> [ACTIVITY] For each entry, restate it word for word while omitting any image it holds.

> [DATA SUPPLIED]

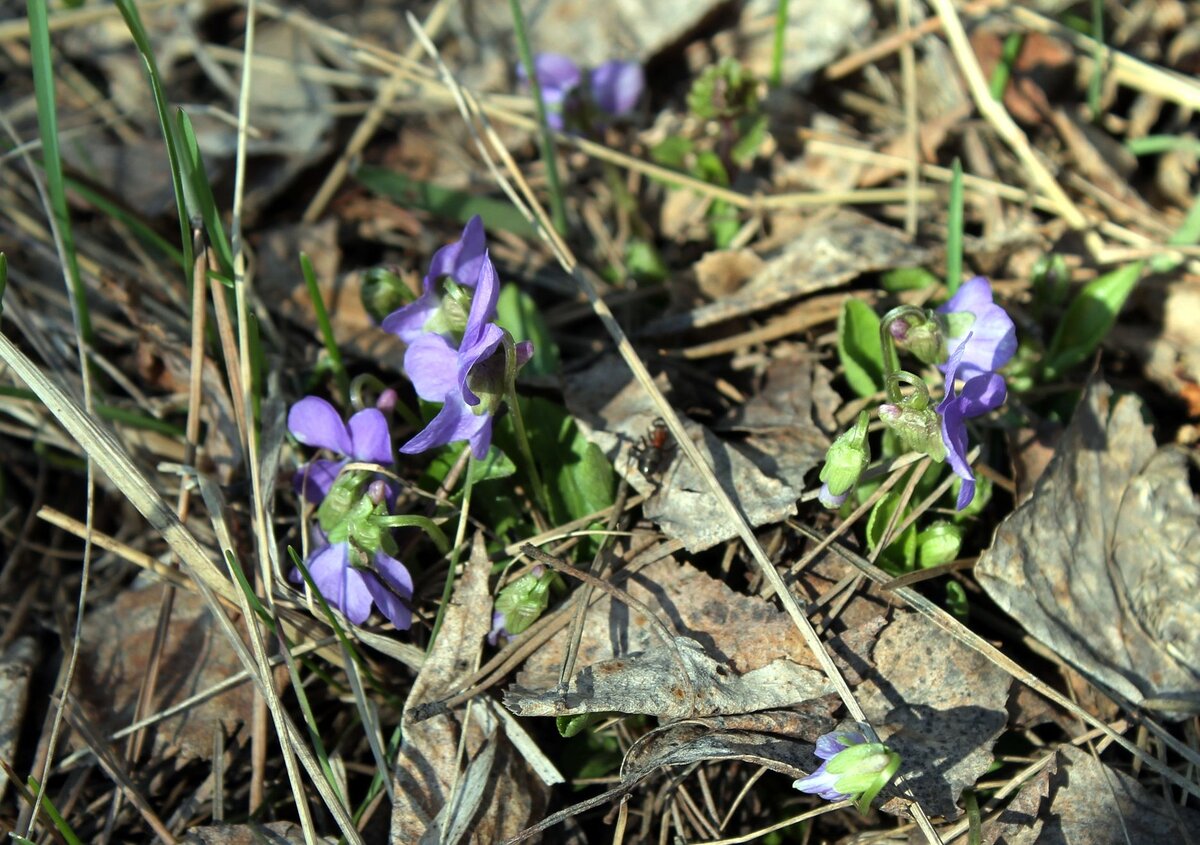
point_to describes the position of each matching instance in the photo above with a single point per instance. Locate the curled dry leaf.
(763, 473)
(497, 795)
(829, 252)
(940, 705)
(114, 659)
(1080, 801)
(1102, 563)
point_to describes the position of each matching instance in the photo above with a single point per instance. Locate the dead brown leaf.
(1102, 563)
(491, 793)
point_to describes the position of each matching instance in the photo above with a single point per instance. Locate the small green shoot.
(1089, 318)
(545, 139)
(777, 53)
(327, 329)
(48, 126)
(1003, 70)
(858, 347)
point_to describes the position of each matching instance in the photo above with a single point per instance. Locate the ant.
(653, 449)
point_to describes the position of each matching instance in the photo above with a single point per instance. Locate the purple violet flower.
(981, 394)
(617, 87)
(613, 88)
(456, 376)
(462, 262)
(972, 312)
(354, 589)
(823, 783)
(316, 423)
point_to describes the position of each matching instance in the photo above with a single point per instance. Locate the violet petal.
(316, 423)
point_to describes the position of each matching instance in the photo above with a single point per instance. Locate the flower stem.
(545, 141)
(891, 355)
(539, 491)
(460, 535)
(423, 522)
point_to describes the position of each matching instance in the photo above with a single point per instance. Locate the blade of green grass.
(183, 199)
(48, 126)
(954, 231)
(1003, 71)
(444, 202)
(327, 329)
(545, 139)
(202, 189)
(777, 54)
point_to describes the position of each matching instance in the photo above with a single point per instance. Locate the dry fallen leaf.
(196, 657)
(495, 791)
(940, 705)
(1079, 801)
(1102, 563)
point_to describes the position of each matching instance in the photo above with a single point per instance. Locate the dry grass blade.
(949, 624)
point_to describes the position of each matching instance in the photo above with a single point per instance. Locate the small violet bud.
(845, 462)
(852, 767)
(921, 334)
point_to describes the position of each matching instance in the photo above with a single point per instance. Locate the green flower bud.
(937, 544)
(846, 459)
(523, 600)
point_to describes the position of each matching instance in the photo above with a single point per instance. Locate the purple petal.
(483, 304)
(339, 582)
(313, 479)
(316, 423)
(617, 87)
(432, 366)
(821, 783)
(370, 437)
(463, 259)
(408, 322)
(456, 421)
(485, 345)
(391, 601)
(982, 394)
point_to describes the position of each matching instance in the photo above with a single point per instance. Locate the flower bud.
(845, 462)
(921, 334)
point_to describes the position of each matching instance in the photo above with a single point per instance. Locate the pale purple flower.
(316, 423)
(613, 88)
(972, 312)
(981, 394)
(465, 262)
(355, 589)
(617, 87)
(822, 783)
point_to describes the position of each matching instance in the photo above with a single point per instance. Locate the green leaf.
(907, 279)
(1090, 317)
(901, 551)
(672, 151)
(643, 262)
(444, 202)
(516, 311)
(747, 148)
(858, 347)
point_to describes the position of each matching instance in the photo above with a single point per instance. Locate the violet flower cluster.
(970, 337)
(577, 99)
(851, 767)
(456, 354)
(352, 562)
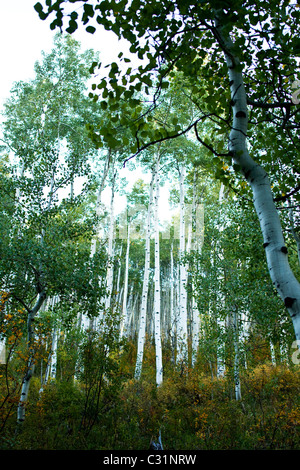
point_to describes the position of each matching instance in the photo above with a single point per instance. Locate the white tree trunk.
(283, 278)
(237, 381)
(157, 288)
(31, 360)
(143, 310)
(110, 250)
(182, 333)
(124, 320)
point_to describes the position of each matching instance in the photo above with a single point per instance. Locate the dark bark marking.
(288, 302)
(241, 114)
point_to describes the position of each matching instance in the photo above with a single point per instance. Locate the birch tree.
(157, 282)
(43, 248)
(241, 57)
(143, 308)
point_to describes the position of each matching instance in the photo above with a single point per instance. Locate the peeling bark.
(280, 271)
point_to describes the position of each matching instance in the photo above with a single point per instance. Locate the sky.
(23, 37)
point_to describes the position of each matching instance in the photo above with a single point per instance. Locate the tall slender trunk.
(31, 360)
(157, 296)
(124, 321)
(282, 276)
(143, 310)
(182, 333)
(110, 249)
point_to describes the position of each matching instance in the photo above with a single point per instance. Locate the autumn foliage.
(104, 408)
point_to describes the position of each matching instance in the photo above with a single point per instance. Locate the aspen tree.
(143, 309)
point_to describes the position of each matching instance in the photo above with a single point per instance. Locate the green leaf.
(90, 29)
(39, 9)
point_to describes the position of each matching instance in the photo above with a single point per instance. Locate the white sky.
(23, 36)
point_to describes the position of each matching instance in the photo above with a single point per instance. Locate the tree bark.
(31, 360)
(157, 296)
(280, 271)
(143, 310)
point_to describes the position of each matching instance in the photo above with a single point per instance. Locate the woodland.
(150, 234)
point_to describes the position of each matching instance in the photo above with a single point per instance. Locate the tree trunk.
(182, 333)
(124, 321)
(143, 310)
(280, 271)
(157, 288)
(31, 360)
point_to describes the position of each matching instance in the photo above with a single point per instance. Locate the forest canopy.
(118, 307)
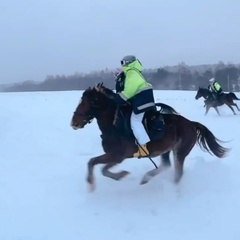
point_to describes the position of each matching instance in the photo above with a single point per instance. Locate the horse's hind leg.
(231, 109)
(178, 165)
(234, 104)
(116, 176)
(165, 164)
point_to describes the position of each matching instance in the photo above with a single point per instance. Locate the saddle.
(153, 123)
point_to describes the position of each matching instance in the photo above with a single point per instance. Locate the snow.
(43, 193)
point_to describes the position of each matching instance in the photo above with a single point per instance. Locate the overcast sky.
(49, 37)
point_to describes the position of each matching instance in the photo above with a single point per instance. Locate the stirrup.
(142, 151)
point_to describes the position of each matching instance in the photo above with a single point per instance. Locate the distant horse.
(226, 98)
(180, 136)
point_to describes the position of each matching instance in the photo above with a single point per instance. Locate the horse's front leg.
(103, 159)
(110, 160)
(217, 111)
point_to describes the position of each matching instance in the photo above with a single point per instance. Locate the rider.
(139, 93)
(215, 89)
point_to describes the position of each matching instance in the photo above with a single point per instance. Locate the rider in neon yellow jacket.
(215, 88)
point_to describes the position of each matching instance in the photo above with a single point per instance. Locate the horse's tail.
(233, 96)
(166, 109)
(208, 142)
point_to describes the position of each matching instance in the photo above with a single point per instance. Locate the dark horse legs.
(164, 164)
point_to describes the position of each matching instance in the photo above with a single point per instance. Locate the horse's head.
(91, 105)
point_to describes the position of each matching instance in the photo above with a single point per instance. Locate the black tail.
(166, 109)
(208, 142)
(233, 96)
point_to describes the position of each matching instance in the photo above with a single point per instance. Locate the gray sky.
(49, 37)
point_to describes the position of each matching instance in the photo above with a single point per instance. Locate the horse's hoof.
(143, 182)
(91, 187)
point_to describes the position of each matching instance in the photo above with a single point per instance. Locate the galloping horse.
(227, 98)
(180, 136)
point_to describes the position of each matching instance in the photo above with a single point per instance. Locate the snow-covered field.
(43, 193)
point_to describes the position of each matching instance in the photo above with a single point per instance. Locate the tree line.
(179, 77)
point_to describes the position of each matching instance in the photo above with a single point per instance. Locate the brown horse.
(226, 98)
(179, 135)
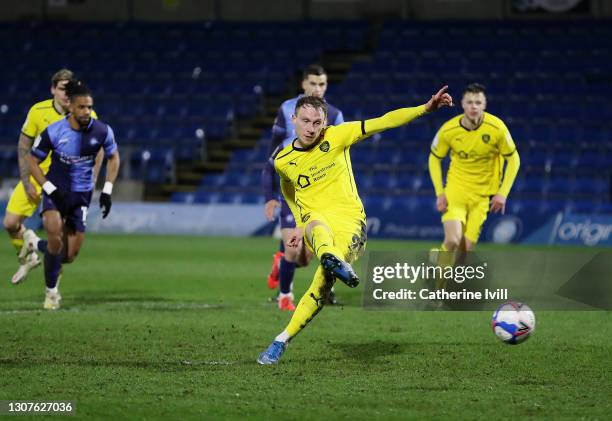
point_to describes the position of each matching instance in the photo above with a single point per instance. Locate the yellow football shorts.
(350, 234)
(469, 208)
(20, 204)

> [SOLVED EXERCISE]
point_to describes the position of each matching instance in the photo above with a single point per instance. Locate the curled dry leaf.
(763, 473)
(497, 795)
(829, 252)
(940, 705)
(114, 659)
(1080, 801)
(1102, 563)
point_to describes the position of each matching instance in the photo above with a single point per instance. Locate the dead brown leaf.
(1102, 563)
(491, 793)
point_to describes the position of each matching instance in the photo above with a single point per instance. Locate the small green shoot.
(1089, 318)
(545, 139)
(777, 53)
(327, 329)
(48, 126)
(1003, 70)
(858, 347)
point_to describes the position of each matching instance in the photo above with a single point per instance. Locate the ant.
(653, 449)
point_to describes the position of each matching instance in the photo above with a single point per instance. Locate the purple violet flower.
(981, 394)
(617, 87)
(613, 88)
(456, 376)
(462, 262)
(972, 312)
(354, 589)
(823, 783)
(316, 423)
point_to describes the position of each matching instance in the photo above with a single point per instance. Locate the violet petal.
(316, 423)
point_to describes the position of each matching instance in the photo above with a single point per instance. Locate the flower stem.
(545, 141)
(891, 355)
(539, 491)
(460, 535)
(423, 522)
point_to describes the position of each matching instance in the photo above with a single point per instance. Locate the blade of green grass.
(183, 199)
(48, 126)
(954, 231)
(1003, 71)
(444, 202)
(327, 329)
(545, 139)
(202, 189)
(777, 54)
point_to describes the position of each matching instance in the photo above with a single point per instance. Locate the dry fallen leaf.
(196, 657)
(495, 791)
(940, 705)
(1079, 801)
(1102, 563)
point_to describes the position of each matching instance in the photo above with a single point per instance. Locate the dry grass blade.
(949, 624)
point_to describes the position of each matching instance in the photo above with a single point per instance. Locate the small violet bud.
(845, 462)
(852, 767)
(921, 334)
point_to describes the position of each matching instance in the photo above with a single point per instance. Locate the green flower bud.
(937, 544)
(846, 459)
(523, 600)
point_to describes the position of each matching instance in the photo above with a single point per instance. Locate the purple petal.
(483, 304)
(339, 582)
(313, 479)
(316, 423)
(617, 87)
(432, 366)
(821, 783)
(370, 437)
(463, 259)
(408, 322)
(456, 421)
(485, 345)
(391, 601)
(982, 394)
point_to describes the position of each matching instance in the photo above with a single point per instance. Locate the flower bud.
(845, 462)
(921, 334)
point_to describes the position of each matching instance in the photo above with a single point per instance. Locate the pale purple flower.
(316, 423)
(613, 88)
(972, 312)
(981, 394)
(465, 262)
(355, 589)
(617, 87)
(822, 783)
point_to describes the position of each matching instance in the photo above with a single point per instance. Locate the green leaf.
(907, 279)
(1090, 317)
(901, 551)
(672, 151)
(643, 262)
(444, 202)
(516, 311)
(747, 148)
(858, 347)
point_to describes the position of each matching instance in the photo above with a single point per instance. Locate the violet flower cluster.
(970, 337)
(577, 99)
(851, 767)
(456, 354)
(352, 562)
point_to describes the position of each matching instance in the photo above with a single point per instance. Locate the white tree trunk.
(283, 278)
(237, 381)
(157, 288)
(31, 360)
(143, 310)
(110, 250)
(182, 333)
(124, 320)
point_to describes the position of each matching instance in the photo above with a single point per instance. Locate the dark bark marking.
(288, 302)
(241, 114)
point_to describes the position of each matching instance in the photo above with a single point per instance. Locate the birch tree.
(157, 282)
(43, 248)
(241, 57)
(143, 308)
point_to describes the position of each matching instance in the photo above with a single point per instance. Locate the peeling bark.
(280, 271)
point_to describes the position of each matching instance in the photo above with a single point per instance. Locate the sky.
(23, 37)
point_to describes the position of each matching instance in the photo above with a single point per instance. Locate the tall slender trunk.
(31, 360)
(157, 296)
(124, 321)
(282, 276)
(143, 310)
(182, 333)
(110, 249)
point_to describes the position of each matching instance in the photo above with a single point per instance. Locate the autumn foliage.
(104, 408)
point_to describes the position of each matching instance in the photo above with a single point per instance. Locate the aspen tree.
(143, 309)
point_to describes the position of each matching instance in the photo above with a single point per instance. Locate the green leaf.
(90, 29)
(39, 9)
point_to describes the position of each matching instance in the photo above with a single point per instance. Locate the white sky.
(23, 36)
point_to describes the position of each matching instance in the photo above with a single point per instance. Locate the tree bark.
(31, 360)
(157, 296)
(280, 271)
(143, 310)
point_to describes the position of each matching instance in the photo above with a single point per instance. Locate the woodland.
(150, 234)
point_to describes the position of each matching instance in the photo above with a single point per instance. Locate the tree trunk.
(182, 333)
(124, 321)
(143, 310)
(280, 271)
(157, 288)
(31, 360)
point_to describes the position of each matching instance in the photo above with a single point per instance. Locate the forest canopy.
(118, 307)
point_to describes the position of each matching instance in the photo above with a single point per instance. Locate the horse's hind leg.
(231, 109)
(178, 165)
(234, 104)
(116, 176)
(165, 164)
point_to describes the position of each matching instance in the photo above with a single point per instance. Locate the saddle.
(153, 123)
point_to describes the position of each matching instance in the photo above with a single point per instance. Locate the snow.
(43, 193)
point_to describes the position of each matching instance in the photo above with a single point per instance. Locate the overcast sky.
(49, 37)
point_to describes the position of each matching instance in the photo above with a single point per instance. Locate the stirrup.
(142, 151)
point_to describes the position of each matching instance in the photo above with a single point per instance. Locate the distant horse.
(226, 98)
(180, 136)
point_to describes the position of each matching instance in the photo above with a single point per instance. Locate the horse's front leg.
(103, 159)
(110, 160)
(217, 111)
point_to describes the position of each matching instance in the photo above with a single point per instance. Locate the rider.
(139, 93)
(215, 89)
point_to describes the position of each matching instance in the photo above with a single point per instance. Locate the rider in neon yellow jacket.
(215, 88)
point_to describes the position of each matching instance in the photo above with a single point per instance. Locate the horse's tail.
(233, 96)
(166, 109)
(208, 142)
point_to describes the position of each matching instance in the photo above with a single point per instance. Locate the dark horse legs.
(164, 164)
point_to describes the position of each matching instance in the photo above with a single point per instance. Locate the horse's head.
(91, 105)
point_to describes the position of each matching instance in the photo above with a single point per instance. Locate the black tail.
(166, 109)
(208, 142)
(233, 96)
point_to describes the position of each matching instance in the photo above with a single point per instance. Locate the gray sky.
(49, 37)
point_to describes the position of each matching instance in the photo above with a single point per instance. Locate the horse's hoof.
(143, 182)
(91, 187)
point_to describes the position of each matching instance in the photo above with a single point per instance. Locate the galloping horse.
(227, 98)
(180, 136)
point_to describes the position of each matching instance in the photo above with a single point per instance. Locate the snow-covered field.
(43, 193)
point_to describes the position of each matching instance in the photo above with a single point per instance. Locate the tree line.
(179, 77)
point_to describes the position of each matching instance in the photo above with a single point per instance. Locate the brown horse.
(226, 98)
(179, 135)
point_to describes the position of each matching instance in the photo above with a single point per instance. Locate the yellow football shorts.
(350, 234)
(469, 208)
(20, 204)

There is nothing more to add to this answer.